EXERCISE OBJECTIVE: Repeat precisely, and only, the lines between the line containing "target | white wall" and the end of the listing below, both ends included.

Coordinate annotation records
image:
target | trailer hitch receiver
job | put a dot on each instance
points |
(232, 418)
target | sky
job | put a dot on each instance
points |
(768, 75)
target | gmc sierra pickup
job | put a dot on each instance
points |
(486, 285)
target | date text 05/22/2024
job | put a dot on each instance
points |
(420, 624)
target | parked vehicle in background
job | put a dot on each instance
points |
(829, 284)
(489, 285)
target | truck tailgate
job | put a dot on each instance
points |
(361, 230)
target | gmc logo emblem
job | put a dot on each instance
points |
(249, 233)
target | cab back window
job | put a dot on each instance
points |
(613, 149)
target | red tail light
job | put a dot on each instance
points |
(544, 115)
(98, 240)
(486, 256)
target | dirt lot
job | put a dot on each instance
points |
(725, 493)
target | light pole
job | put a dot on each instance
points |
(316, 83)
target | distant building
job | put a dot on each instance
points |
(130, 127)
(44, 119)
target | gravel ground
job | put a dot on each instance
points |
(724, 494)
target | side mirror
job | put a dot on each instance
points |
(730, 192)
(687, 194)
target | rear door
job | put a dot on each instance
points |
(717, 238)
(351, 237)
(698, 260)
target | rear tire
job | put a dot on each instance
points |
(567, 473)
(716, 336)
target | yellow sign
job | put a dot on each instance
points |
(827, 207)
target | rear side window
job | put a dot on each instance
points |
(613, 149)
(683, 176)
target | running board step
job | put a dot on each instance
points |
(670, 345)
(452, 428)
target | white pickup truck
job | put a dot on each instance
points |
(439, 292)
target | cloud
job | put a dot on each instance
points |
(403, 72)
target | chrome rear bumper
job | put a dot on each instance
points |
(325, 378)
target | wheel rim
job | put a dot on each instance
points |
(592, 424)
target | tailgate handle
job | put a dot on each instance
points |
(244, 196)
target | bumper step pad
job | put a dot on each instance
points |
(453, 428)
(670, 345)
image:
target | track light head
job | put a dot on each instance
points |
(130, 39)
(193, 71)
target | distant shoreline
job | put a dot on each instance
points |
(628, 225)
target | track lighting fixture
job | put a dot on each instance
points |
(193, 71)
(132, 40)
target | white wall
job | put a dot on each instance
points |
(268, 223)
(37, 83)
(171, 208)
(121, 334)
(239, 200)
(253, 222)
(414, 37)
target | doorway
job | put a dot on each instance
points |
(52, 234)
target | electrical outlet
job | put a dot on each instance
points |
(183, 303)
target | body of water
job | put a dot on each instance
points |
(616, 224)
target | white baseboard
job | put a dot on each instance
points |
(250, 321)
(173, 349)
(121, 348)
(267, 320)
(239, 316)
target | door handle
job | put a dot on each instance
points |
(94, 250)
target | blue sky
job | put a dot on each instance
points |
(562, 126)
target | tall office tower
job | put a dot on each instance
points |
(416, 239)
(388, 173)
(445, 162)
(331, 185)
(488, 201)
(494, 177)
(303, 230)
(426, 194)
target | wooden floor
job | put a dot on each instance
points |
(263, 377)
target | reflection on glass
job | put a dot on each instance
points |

CORRECT RESPONSE:
target | white wall
job | put a dot on each instance
points |
(268, 223)
(37, 83)
(171, 208)
(121, 334)
(239, 200)
(253, 222)
(414, 37)
target | doorway
job | put a dot on each instance
points |
(52, 234)
target | electrical outlet
job | put a dot on each instance
points |
(183, 303)
target | body of water
job | put a dot on each instance
points |
(616, 224)
target | white baseboard
job | put a dot on each instance
points |
(250, 321)
(173, 349)
(121, 348)
(267, 320)
(239, 316)
target | door handle
job | put a dot on each instance
points |
(94, 250)
target | blue sky
job | put a dot on each instance
points |
(562, 126)
target | tall office tower
job | put a dot on each instance
points |
(416, 239)
(388, 173)
(445, 162)
(331, 185)
(488, 201)
(494, 177)
(303, 230)
(426, 194)
target | wooden floor
job | put a dot on each instance
points |
(263, 377)
target | reflection on glass
job | put a dot on each instance
points |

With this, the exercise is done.